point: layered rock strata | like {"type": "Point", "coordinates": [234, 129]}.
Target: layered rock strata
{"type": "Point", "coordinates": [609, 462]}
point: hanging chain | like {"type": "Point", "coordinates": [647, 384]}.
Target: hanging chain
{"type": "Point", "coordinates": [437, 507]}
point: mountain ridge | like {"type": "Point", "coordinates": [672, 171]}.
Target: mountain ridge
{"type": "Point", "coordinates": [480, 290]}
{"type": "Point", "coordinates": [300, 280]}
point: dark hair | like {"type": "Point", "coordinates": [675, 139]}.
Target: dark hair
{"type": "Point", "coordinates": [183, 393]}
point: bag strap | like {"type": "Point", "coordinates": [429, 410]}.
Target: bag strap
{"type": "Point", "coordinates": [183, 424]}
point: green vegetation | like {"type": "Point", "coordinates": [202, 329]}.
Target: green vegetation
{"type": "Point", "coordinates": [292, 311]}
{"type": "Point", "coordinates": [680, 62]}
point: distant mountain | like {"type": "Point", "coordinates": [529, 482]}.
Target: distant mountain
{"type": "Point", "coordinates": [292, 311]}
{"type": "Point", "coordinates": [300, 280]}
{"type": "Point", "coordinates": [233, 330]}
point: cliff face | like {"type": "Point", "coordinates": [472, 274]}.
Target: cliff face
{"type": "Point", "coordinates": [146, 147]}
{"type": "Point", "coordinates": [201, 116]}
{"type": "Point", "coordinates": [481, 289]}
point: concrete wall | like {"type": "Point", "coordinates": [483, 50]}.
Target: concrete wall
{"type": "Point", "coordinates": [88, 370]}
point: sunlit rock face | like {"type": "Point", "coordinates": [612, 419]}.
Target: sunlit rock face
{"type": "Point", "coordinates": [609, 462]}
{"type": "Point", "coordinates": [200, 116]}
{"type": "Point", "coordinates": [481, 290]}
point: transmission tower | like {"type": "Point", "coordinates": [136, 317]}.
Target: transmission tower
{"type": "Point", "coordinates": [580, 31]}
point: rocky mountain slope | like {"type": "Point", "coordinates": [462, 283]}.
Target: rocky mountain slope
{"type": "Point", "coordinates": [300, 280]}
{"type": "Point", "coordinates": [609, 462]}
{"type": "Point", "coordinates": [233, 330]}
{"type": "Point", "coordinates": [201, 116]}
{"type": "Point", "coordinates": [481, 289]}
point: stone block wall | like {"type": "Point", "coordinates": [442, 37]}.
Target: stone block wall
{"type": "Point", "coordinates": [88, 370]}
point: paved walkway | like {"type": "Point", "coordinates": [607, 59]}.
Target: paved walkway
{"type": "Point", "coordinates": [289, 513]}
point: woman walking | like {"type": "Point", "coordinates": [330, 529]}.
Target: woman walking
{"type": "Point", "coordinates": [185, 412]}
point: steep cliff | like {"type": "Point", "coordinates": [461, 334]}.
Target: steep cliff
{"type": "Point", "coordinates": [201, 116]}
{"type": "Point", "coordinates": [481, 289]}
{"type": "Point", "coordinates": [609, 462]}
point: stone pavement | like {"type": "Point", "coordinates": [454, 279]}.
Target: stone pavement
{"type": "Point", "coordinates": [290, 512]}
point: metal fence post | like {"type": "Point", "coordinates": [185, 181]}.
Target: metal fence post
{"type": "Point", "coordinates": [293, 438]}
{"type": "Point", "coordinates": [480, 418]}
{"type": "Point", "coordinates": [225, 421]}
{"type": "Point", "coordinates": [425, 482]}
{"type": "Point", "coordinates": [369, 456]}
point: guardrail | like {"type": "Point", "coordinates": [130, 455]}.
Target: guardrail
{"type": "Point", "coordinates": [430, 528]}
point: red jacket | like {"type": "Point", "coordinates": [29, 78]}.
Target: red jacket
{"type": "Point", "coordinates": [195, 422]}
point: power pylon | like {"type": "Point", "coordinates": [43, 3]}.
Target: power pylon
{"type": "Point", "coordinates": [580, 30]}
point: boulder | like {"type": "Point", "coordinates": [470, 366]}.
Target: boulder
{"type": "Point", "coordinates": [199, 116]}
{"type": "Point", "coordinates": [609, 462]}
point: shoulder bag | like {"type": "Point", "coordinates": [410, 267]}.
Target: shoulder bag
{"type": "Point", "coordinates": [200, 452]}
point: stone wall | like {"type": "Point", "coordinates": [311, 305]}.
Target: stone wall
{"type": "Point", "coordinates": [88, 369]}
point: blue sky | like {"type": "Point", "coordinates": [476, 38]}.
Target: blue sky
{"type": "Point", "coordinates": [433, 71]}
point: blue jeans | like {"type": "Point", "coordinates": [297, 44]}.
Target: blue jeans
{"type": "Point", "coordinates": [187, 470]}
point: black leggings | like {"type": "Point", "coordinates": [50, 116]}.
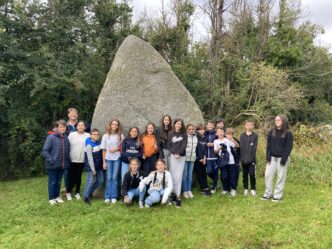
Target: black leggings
{"type": "Point", "coordinates": [75, 176]}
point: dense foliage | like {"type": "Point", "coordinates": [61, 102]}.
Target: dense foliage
{"type": "Point", "coordinates": [55, 54]}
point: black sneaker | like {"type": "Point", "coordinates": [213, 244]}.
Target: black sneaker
{"type": "Point", "coordinates": [265, 198]}
{"type": "Point", "coordinates": [87, 201]}
{"type": "Point", "coordinates": [276, 199]}
{"type": "Point", "coordinates": [178, 203]}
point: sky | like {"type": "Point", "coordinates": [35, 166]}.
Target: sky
{"type": "Point", "coordinates": [317, 11]}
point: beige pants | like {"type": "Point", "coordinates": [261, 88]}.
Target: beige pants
{"type": "Point", "coordinates": [271, 170]}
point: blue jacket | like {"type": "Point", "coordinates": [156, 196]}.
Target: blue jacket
{"type": "Point", "coordinates": [130, 150]}
{"type": "Point", "coordinates": [56, 152]}
{"type": "Point", "coordinates": [96, 155]}
{"type": "Point", "coordinates": [210, 137]}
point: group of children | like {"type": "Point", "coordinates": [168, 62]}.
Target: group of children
{"type": "Point", "coordinates": [155, 166]}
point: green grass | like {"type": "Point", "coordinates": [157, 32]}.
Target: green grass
{"type": "Point", "coordinates": [301, 220]}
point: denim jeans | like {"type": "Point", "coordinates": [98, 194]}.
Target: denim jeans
{"type": "Point", "coordinates": [134, 192]}
{"type": "Point", "coordinates": [112, 175]}
{"type": "Point", "coordinates": [93, 182]}
{"type": "Point", "coordinates": [154, 197]}
{"type": "Point", "coordinates": [124, 170]}
{"type": "Point", "coordinates": [187, 176]}
{"type": "Point", "coordinates": [54, 183]}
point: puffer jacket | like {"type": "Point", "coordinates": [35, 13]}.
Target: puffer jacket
{"type": "Point", "coordinates": [191, 148]}
{"type": "Point", "coordinates": [56, 152]}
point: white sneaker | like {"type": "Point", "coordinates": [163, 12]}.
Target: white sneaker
{"type": "Point", "coordinates": [52, 202]}
{"type": "Point", "coordinates": [78, 197]}
{"type": "Point", "coordinates": [59, 200]}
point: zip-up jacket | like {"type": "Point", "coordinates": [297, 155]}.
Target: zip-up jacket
{"type": "Point", "coordinates": [248, 148]}
{"type": "Point", "coordinates": [191, 148]}
{"type": "Point", "coordinates": [130, 149]}
{"type": "Point", "coordinates": [56, 152]}
{"type": "Point", "coordinates": [177, 143]}
{"type": "Point", "coordinates": [93, 155]}
{"type": "Point", "coordinates": [210, 137]}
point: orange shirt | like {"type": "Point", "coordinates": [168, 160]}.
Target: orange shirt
{"type": "Point", "coordinates": [149, 142]}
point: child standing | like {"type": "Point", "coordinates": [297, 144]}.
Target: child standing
{"type": "Point", "coordinates": [77, 144]}
{"type": "Point", "coordinates": [200, 163]}
{"type": "Point", "coordinates": [110, 145]}
{"type": "Point", "coordinates": [56, 152]}
{"type": "Point", "coordinates": [211, 157]}
{"type": "Point", "coordinates": [189, 163]}
{"type": "Point", "coordinates": [150, 149]}
{"type": "Point", "coordinates": [130, 184]}
{"type": "Point", "coordinates": [249, 142]}
{"type": "Point", "coordinates": [93, 165]}
{"type": "Point", "coordinates": [228, 172]}
{"type": "Point", "coordinates": [131, 148]}
{"type": "Point", "coordinates": [177, 140]}
{"type": "Point", "coordinates": [278, 149]}
{"type": "Point", "coordinates": [161, 185]}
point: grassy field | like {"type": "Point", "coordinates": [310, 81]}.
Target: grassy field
{"type": "Point", "coordinates": [301, 220]}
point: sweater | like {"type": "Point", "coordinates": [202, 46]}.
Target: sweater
{"type": "Point", "coordinates": [191, 148]}
{"type": "Point", "coordinates": [130, 149]}
{"type": "Point", "coordinates": [156, 179]}
{"type": "Point", "coordinates": [93, 155]}
{"type": "Point", "coordinates": [278, 146]}
{"type": "Point", "coordinates": [56, 152]}
{"type": "Point", "coordinates": [177, 143]}
{"type": "Point", "coordinates": [130, 181]}
{"type": "Point", "coordinates": [248, 148]}
{"type": "Point", "coordinates": [77, 145]}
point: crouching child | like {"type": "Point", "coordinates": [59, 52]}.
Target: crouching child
{"type": "Point", "coordinates": [160, 185]}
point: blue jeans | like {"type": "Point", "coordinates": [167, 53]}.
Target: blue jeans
{"type": "Point", "coordinates": [92, 182]}
{"type": "Point", "coordinates": [112, 175]}
{"type": "Point", "coordinates": [54, 183]}
{"type": "Point", "coordinates": [66, 177]}
{"type": "Point", "coordinates": [212, 171]}
{"type": "Point", "coordinates": [124, 170]}
{"type": "Point", "coordinates": [134, 192]}
{"type": "Point", "coordinates": [187, 176]}
{"type": "Point", "coordinates": [154, 197]}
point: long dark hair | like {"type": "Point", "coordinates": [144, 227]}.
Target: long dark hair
{"type": "Point", "coordinates": [284, 126]}
{"type": "Point", "coordinates": [162, 134]}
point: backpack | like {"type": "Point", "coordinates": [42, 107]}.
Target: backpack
{"type": "Point", "coordinates": [223, 159]}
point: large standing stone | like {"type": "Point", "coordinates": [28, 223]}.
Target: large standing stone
{"type": "Point", "coordinates": [142, 87]}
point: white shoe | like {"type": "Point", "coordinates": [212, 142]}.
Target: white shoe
{"type": "Point", "coordinates": [59, 200]}
{"type": "Point", "coordinates": [78, 197]}
{"type": "Point", "coordinates": [52, 202]}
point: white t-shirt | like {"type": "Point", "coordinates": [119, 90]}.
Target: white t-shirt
{"type": "Point", "coordinates": [110, 141]}
{"type": "Point", "coordinates": [229, 144]}
{"type": "Point", "coordinates": [77, 145]}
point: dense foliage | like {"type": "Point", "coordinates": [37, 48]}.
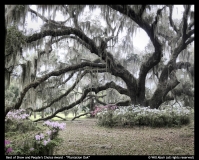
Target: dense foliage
{"type": "Point", "coordinates": [143, 116]}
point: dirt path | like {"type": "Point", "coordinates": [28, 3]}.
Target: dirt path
{"type": "Point", "coordinates": [84, 137]}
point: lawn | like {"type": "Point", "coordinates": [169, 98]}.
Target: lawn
{"type": "Point", "coordinates": [84, 137]}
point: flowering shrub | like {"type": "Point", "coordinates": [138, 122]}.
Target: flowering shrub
{"type": "Point", "coordinates": [137, 115]}
{"type": "Point", "coordinates": [8, 147]}
{"type": "Point", "coordinates": [99, 109]}
{"type": "Point", "coordinates": [40, 144]}
{"type": "Point", "coordinates": [17, 115]}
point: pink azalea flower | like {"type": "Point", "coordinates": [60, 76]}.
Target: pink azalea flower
{"type": "Point", "coordinates": [9, 150]}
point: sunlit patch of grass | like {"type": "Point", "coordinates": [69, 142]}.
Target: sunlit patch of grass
{"type": "Point", "coordinates": [86, 138]}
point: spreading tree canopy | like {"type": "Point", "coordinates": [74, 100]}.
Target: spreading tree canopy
{"type": "Point", "coordinates": [83, 52]}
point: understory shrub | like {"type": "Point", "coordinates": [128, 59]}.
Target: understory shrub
{"type": "Point", "coordinates": [142, 116]}
{"type": "Point", "coordinates": [27, 138]}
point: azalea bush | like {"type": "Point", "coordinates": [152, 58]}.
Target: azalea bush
{"type": "Point", "coordinates": [136, 115]}
{"type": "Point", "coordinates": [31, 143]}
{"type": "Point", "coordinates": [18, 120]}
{"type": "Point", "coordinates": [7, 147]}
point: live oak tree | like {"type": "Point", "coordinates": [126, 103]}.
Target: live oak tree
{"type": "Point", "coordinates": [92, 48]}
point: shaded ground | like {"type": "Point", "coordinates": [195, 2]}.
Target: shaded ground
{"type": "Point", "coordinates": [84, 137]}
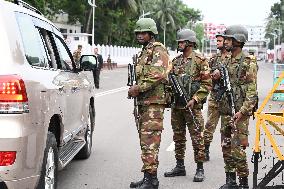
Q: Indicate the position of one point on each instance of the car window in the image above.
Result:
(34, 49)
(65, 59)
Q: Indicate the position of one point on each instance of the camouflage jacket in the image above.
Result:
(152, 74)
(215, 62)
(194, 74)
(243, 76)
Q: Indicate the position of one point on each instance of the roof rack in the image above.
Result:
(27, 6)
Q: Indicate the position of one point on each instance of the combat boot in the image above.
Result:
(231, 182)
(179, 169)
(207, 157)
(243, 183)
(199, 175)
(154, 181)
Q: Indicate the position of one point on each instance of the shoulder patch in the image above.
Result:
(179, 56)
(155, 44)
(200, 57)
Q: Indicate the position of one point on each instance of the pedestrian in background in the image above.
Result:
(77, 55)
(97, 70)
(109, 65)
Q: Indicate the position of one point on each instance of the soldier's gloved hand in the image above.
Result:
(190, 104)
(134, 91)
(237, 117)
(216, 75)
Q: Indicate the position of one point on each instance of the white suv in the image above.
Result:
(47, 107)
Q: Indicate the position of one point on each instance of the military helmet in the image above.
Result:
(146, 25)
(251, 50)
(238, 32)
(219, 34)
(186, 35)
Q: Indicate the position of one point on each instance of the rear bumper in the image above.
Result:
(18, 133)
(24, 183)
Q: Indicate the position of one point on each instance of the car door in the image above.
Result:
(74, 85)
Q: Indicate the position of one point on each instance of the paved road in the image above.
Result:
(116, 162)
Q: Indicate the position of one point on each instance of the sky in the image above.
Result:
(230, 12)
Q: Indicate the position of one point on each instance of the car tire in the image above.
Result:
(86, 151)
(48, 176)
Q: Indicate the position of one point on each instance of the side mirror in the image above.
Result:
(88, 62)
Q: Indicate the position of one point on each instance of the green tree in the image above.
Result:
(275, 22)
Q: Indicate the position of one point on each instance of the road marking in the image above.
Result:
(111, 91)
(171, 147)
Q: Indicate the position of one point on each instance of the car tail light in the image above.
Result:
(13, 95)
(7, 158)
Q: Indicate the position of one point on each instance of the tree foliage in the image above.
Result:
(115, 19)
(275, 22)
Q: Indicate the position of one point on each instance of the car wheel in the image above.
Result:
(48, 176)
(86, 151)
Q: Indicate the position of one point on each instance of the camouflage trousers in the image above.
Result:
(234, 143)
(151, 126)
(213, 117)
(180, 118)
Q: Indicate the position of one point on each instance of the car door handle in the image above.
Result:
(61, 89)
(74, 89)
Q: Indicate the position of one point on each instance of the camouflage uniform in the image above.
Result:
(213, 114)
(234, 141)
(152, 70)
(195, 67)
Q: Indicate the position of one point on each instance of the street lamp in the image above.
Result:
(279, 32)
(165, 26)
(274, 38)
(145, 14)
(93, 4)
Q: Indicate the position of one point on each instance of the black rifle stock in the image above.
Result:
(226, 88)
(180, 91)
(131, 80)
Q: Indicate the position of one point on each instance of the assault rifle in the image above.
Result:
(131, 81)
(180, 91)
(226, 88)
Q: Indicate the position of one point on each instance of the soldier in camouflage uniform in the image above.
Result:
(151, 70)
(213, 114)
(234, 130)
(194, 75)
(77, 55)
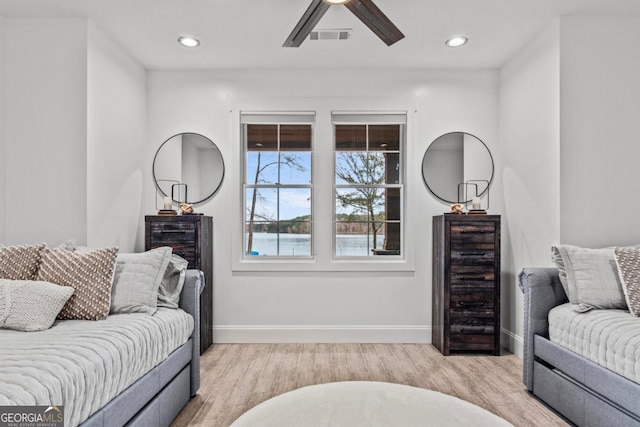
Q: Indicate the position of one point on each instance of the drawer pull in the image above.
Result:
(472, 278)
(462, 329)
(471, 303)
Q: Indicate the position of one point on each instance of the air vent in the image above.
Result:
(330, 34)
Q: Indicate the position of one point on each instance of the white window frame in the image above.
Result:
(279, 119)
(323, 180)
(386, 118)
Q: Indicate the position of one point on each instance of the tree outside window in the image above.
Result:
(367, 190)
(278, 220)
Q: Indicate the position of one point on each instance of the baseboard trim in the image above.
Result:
(512, 342)
(228, 334)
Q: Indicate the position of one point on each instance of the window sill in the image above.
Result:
(377, 264)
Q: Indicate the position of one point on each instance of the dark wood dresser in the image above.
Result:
(466, 283)
(191, 237)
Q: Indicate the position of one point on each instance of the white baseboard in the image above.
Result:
(512, 342)
(227, 334)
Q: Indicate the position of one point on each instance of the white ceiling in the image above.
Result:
(250, 33)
------------------------------------------------------------
» **What you are asked to do**: Find the lines of the listing above that hold "soldier". Please copy them.

» **Task result**:
Q: Indicate the position of one point on each instance of the soldier's gloved hand in the image above.
Q: Indicate the position of one point on each instance of the soldier in camouflage uniform in the image above.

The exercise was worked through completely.